--- start Dataset entries ---
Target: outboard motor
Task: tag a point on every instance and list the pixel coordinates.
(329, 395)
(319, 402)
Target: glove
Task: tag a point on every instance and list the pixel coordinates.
--- end Dataset entries ---
Rewrite all the records with "instance" changed to "occurrence" and every other word left unchanged.

• [Solution to this task]
Target: outboard motor
Task: tag a point on every occurrence and list the pixel coordinates.
(329, 395)
(319, 402)
Target: glove
Task: tag a point on every occurrence and list the pixel coordinates.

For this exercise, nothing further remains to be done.